[Natural-language object grounding data]
********************

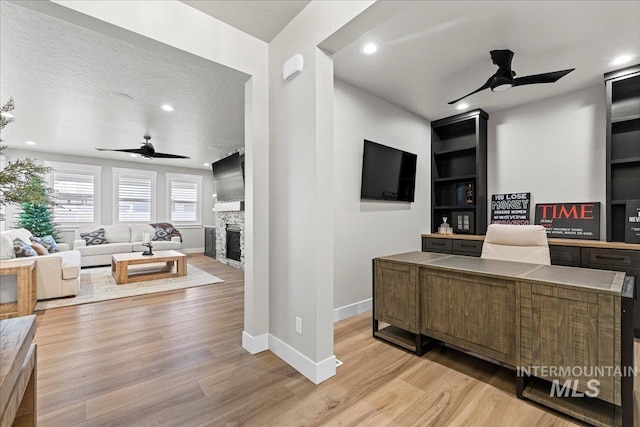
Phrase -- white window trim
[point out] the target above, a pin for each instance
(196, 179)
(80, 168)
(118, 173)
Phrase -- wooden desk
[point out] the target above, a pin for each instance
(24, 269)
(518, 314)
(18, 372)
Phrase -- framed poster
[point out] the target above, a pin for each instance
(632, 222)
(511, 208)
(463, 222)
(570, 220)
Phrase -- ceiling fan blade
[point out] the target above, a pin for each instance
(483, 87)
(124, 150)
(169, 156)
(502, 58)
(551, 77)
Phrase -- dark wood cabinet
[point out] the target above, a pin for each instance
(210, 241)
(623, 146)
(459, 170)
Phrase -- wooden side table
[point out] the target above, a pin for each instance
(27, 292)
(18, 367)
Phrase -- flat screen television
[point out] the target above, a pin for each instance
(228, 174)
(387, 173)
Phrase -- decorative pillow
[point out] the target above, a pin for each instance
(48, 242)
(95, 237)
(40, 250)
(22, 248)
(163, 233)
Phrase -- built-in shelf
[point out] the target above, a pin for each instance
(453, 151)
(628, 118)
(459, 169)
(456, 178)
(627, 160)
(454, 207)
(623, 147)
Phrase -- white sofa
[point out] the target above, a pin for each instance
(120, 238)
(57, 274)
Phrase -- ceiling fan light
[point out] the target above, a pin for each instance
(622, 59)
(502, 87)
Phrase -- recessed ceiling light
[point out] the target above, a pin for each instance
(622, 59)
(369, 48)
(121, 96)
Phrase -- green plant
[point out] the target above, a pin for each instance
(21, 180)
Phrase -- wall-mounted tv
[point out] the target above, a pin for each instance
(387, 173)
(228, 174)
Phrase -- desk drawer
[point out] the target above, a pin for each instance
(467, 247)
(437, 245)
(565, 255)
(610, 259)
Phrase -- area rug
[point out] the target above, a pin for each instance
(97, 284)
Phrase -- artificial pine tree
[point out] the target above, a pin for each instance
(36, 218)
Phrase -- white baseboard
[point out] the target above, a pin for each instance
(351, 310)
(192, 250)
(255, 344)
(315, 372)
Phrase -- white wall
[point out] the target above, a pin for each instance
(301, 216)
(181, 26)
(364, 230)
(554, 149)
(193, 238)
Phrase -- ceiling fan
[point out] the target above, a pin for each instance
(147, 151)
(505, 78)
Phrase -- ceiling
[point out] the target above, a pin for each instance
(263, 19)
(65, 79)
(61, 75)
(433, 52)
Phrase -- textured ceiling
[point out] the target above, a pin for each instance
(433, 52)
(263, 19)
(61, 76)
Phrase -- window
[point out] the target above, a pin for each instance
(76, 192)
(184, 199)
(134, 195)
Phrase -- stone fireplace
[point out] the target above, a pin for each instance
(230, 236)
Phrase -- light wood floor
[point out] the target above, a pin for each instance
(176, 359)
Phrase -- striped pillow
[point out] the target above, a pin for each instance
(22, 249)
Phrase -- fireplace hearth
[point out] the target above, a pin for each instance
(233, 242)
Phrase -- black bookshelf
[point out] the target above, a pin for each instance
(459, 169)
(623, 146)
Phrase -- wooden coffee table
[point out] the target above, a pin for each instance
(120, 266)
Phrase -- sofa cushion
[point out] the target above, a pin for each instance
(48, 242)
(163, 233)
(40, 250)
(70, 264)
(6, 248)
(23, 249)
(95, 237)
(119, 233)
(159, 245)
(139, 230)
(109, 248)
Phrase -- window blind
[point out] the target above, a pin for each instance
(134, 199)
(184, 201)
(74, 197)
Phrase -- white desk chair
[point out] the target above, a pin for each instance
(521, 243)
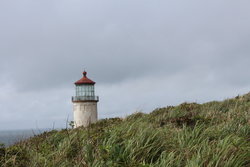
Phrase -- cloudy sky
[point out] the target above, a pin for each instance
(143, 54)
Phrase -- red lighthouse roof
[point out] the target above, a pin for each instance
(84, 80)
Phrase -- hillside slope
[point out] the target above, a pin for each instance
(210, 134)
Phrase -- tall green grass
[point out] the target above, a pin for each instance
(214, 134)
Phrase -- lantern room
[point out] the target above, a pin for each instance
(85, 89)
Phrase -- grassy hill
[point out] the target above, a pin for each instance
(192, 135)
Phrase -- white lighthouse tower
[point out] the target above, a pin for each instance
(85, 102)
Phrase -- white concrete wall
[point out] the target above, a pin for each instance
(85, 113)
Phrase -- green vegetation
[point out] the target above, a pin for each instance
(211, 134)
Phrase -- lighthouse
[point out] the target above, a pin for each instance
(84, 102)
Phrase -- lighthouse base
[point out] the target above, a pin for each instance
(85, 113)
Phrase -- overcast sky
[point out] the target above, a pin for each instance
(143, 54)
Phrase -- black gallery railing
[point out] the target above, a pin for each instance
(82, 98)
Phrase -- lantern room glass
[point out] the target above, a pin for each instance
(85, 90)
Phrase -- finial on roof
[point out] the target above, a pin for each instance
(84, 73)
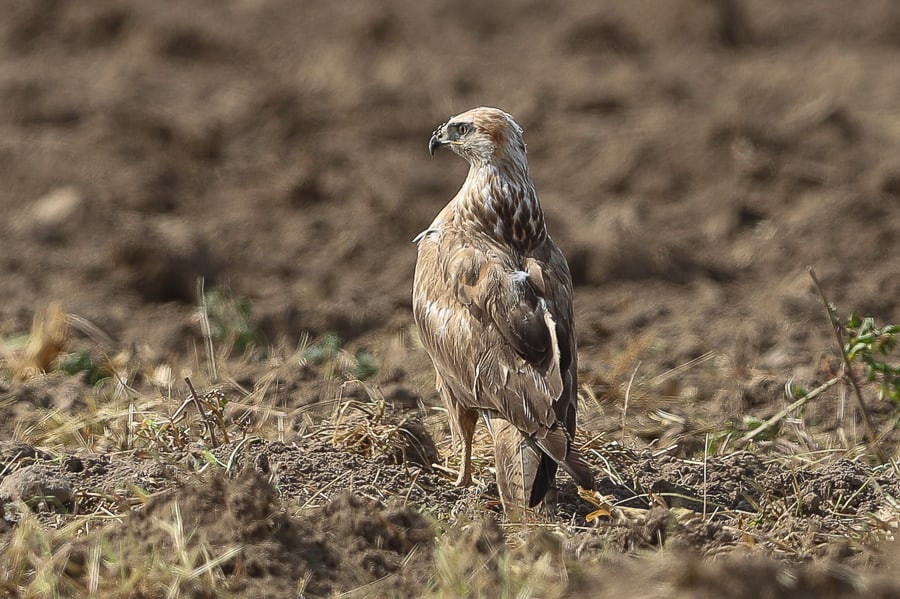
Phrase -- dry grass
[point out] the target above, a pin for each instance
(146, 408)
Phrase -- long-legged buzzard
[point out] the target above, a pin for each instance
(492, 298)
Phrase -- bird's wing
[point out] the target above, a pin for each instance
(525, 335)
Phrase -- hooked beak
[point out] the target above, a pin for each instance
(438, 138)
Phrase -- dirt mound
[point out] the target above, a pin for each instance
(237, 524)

********************

* **Task goal**
Only the lines from the beginning of the records up to and including the line with "Phrase -- framed poster" should appear, exactly as they are, and no pictures.

* **Written response**
Phrase -- white window trim
[point out] the target above, a pin for each instance
(196, 179)
(80, 168)
(118, 173)
Phrase -- wooden desk
[point out] the target above, a pin for each instance
(24, 269)
(518, 314)
(18, 372)
Phrase -- framed poster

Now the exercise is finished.